#### Task brief
Return copies of the lines below that mention "backpack".

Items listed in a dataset

════════

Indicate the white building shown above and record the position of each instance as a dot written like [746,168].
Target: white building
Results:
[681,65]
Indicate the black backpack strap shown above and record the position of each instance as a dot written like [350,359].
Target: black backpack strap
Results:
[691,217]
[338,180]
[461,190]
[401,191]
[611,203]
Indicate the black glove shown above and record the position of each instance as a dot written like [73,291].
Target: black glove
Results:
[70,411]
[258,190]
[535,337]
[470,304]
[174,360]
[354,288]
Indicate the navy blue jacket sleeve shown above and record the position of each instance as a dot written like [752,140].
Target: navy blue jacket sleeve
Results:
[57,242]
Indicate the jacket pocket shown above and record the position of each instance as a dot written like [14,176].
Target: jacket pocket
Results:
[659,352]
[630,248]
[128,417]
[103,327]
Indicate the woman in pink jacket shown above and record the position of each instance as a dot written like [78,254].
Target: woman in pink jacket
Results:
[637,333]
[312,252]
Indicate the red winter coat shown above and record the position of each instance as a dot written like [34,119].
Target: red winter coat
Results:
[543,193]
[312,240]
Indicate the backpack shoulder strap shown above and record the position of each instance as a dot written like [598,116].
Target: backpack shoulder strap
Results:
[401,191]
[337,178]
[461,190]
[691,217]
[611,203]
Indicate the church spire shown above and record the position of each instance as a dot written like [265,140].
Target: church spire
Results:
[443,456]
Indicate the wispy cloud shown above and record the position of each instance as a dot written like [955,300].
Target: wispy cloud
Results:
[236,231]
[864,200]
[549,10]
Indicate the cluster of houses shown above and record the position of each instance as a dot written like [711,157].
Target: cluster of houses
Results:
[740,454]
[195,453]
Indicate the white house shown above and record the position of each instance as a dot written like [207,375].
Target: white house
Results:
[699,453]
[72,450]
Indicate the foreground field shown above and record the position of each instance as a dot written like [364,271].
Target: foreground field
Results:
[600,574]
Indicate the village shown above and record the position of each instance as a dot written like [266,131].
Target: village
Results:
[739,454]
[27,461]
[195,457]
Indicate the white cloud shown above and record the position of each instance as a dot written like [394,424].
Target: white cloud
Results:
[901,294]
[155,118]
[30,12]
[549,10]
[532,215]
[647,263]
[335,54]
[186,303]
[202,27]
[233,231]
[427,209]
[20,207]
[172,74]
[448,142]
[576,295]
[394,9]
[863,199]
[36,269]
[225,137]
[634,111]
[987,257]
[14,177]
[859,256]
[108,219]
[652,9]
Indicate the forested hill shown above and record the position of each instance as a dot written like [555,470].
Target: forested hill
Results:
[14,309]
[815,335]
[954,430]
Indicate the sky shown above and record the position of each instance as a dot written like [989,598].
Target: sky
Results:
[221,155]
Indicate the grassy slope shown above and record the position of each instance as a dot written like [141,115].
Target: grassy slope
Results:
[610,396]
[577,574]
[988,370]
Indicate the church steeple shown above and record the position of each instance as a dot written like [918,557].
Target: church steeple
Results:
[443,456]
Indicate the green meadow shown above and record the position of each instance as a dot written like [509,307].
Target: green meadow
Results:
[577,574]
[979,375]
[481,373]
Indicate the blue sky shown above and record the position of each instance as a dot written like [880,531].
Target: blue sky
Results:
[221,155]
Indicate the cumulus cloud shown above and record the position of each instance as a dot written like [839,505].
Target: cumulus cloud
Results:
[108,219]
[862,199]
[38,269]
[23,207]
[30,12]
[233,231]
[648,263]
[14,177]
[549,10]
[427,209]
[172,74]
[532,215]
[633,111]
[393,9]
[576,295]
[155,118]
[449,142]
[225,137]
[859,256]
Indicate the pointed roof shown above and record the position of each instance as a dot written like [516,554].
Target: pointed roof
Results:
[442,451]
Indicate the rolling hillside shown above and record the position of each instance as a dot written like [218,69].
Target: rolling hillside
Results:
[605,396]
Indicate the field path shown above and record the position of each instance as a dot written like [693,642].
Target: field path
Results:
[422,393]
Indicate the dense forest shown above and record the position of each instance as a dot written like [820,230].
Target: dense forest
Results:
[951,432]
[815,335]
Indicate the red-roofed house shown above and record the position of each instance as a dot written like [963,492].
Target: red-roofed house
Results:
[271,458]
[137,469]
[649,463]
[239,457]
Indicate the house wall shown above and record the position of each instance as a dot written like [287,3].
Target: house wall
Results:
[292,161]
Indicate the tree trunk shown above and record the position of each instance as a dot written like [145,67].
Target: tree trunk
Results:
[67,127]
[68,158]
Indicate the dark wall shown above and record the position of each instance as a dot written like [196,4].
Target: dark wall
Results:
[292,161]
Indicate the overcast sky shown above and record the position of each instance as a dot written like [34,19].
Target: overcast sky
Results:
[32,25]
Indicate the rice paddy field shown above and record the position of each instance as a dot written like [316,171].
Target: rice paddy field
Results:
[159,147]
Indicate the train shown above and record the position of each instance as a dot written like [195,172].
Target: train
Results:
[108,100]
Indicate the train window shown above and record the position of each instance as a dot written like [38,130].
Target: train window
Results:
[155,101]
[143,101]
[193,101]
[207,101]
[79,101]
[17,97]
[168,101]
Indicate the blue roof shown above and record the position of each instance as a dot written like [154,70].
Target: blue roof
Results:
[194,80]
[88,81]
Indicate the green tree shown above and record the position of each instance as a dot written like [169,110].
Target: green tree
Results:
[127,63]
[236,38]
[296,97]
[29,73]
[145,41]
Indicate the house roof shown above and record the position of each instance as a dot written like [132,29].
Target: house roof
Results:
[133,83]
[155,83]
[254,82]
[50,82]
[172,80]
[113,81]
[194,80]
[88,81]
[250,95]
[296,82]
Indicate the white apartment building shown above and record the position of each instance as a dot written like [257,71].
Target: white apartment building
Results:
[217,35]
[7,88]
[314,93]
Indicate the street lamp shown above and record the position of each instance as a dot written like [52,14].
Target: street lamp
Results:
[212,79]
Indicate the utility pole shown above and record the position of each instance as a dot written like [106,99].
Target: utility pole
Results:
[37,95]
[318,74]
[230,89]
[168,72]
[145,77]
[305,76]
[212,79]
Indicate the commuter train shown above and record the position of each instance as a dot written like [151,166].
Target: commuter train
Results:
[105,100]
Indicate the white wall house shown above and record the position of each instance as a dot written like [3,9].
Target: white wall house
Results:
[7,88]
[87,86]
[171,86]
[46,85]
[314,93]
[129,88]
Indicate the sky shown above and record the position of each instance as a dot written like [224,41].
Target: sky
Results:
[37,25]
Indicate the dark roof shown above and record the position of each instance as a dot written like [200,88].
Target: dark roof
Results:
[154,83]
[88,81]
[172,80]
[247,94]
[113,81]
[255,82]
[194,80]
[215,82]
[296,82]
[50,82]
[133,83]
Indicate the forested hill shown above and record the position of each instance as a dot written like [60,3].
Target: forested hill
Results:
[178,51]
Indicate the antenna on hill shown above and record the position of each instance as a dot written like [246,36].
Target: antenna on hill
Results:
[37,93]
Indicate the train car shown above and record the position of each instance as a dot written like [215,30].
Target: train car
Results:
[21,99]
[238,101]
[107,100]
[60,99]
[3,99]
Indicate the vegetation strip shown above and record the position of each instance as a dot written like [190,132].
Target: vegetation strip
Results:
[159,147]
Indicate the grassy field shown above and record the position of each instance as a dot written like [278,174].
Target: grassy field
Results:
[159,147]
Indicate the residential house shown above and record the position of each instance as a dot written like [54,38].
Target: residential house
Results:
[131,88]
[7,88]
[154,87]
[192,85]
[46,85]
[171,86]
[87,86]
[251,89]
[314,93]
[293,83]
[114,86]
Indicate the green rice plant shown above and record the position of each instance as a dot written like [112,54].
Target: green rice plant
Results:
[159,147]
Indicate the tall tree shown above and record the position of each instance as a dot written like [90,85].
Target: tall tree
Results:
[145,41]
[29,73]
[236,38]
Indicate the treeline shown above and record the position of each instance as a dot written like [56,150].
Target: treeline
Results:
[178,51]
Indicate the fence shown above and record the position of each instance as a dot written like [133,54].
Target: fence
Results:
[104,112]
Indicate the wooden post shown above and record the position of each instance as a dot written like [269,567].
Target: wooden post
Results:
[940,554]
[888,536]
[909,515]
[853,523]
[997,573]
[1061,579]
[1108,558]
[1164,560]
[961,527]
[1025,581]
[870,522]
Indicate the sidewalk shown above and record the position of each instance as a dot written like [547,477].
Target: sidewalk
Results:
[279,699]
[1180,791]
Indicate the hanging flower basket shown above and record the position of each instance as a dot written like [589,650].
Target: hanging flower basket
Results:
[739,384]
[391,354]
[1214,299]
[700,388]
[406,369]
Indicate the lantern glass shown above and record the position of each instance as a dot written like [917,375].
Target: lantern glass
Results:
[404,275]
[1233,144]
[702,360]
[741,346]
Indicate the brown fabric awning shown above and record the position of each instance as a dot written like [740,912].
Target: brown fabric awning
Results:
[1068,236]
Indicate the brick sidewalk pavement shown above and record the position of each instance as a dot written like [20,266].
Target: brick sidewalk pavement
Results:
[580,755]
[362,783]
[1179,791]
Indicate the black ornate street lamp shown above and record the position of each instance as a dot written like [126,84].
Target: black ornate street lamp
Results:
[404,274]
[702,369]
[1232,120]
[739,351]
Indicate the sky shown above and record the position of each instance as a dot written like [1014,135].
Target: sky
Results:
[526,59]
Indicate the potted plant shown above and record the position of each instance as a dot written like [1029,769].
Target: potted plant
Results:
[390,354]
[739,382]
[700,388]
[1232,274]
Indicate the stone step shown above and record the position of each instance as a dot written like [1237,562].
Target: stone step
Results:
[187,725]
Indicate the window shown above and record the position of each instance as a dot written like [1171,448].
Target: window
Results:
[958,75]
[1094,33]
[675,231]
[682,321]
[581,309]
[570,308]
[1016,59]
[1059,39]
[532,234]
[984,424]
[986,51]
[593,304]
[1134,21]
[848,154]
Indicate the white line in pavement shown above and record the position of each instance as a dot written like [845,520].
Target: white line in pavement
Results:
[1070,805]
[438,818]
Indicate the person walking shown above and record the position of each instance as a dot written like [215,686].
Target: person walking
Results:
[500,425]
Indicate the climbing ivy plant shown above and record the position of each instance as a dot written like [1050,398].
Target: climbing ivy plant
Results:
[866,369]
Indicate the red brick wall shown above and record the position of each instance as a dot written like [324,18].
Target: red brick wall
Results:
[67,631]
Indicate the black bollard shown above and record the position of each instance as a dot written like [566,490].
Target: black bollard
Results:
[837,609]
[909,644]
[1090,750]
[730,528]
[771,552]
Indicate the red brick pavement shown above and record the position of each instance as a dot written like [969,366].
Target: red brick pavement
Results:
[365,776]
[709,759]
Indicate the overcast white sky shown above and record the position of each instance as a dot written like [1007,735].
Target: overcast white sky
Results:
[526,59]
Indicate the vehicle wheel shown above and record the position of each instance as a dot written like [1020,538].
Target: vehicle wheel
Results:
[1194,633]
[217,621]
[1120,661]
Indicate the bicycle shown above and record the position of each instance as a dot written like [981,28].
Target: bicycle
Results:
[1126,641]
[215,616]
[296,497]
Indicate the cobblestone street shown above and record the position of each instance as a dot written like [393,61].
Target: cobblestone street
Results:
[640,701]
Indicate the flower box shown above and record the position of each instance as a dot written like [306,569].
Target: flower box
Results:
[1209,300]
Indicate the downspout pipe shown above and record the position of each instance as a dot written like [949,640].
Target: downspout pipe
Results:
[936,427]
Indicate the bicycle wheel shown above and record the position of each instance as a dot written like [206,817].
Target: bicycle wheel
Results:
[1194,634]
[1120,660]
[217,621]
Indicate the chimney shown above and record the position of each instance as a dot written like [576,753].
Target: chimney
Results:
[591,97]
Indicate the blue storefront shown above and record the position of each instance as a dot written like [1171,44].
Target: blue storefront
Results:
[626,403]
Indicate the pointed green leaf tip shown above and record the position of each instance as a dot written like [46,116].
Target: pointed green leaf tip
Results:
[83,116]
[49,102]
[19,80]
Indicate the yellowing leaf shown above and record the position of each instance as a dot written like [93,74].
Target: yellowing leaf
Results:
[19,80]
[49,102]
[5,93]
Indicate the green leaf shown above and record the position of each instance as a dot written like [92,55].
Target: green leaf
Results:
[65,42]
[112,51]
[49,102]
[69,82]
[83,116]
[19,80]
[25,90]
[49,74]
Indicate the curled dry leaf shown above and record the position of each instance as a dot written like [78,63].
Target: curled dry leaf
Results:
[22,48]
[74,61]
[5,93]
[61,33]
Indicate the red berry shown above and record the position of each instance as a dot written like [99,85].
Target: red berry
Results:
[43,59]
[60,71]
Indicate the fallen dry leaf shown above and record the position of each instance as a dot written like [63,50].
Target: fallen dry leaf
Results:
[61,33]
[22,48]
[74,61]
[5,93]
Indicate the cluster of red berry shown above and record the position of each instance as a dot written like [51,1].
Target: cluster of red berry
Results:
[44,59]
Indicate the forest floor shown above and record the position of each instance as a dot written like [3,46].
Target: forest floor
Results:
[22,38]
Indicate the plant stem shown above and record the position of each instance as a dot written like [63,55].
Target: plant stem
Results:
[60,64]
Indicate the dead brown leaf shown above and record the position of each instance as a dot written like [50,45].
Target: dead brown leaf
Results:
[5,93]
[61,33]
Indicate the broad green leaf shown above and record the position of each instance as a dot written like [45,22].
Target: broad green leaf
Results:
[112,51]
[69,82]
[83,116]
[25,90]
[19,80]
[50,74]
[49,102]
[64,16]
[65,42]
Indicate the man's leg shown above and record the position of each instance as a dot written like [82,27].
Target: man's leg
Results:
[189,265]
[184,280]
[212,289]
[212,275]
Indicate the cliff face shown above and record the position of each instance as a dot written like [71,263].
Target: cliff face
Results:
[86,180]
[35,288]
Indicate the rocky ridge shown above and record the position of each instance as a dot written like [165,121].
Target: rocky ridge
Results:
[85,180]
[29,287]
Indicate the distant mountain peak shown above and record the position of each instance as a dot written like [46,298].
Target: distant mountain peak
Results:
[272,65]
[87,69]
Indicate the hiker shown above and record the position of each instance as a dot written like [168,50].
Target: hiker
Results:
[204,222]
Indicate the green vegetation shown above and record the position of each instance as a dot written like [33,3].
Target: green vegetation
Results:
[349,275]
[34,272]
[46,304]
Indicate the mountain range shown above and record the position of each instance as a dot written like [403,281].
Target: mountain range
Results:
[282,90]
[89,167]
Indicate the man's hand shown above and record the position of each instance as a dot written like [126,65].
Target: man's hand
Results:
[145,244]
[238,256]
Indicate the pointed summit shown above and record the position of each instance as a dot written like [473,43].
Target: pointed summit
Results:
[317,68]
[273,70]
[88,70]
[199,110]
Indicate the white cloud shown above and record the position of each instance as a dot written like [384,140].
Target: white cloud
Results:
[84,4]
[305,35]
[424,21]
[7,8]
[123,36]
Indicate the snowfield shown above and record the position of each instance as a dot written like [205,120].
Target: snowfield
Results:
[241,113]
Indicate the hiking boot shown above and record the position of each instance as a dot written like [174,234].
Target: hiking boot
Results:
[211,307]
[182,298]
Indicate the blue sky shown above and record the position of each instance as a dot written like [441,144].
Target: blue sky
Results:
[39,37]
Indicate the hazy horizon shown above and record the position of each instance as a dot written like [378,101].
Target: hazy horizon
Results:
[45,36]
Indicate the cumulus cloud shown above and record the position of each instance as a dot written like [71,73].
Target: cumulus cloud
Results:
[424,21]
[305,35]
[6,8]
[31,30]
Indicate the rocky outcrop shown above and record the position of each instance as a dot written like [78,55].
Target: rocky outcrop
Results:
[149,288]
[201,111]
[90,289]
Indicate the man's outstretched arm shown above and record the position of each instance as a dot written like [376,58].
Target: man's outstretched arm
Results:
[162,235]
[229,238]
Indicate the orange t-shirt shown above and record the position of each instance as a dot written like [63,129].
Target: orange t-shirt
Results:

════════

#### Completed task
Indicate the black backpack strap shown above and record the position of each instance as a dot written like [350,359].
Target: black backpack strap
Indicate the backpack shoulder strap shown above and record the position of each instance as a dot written like [598,116].
Target: backpack shoulder strap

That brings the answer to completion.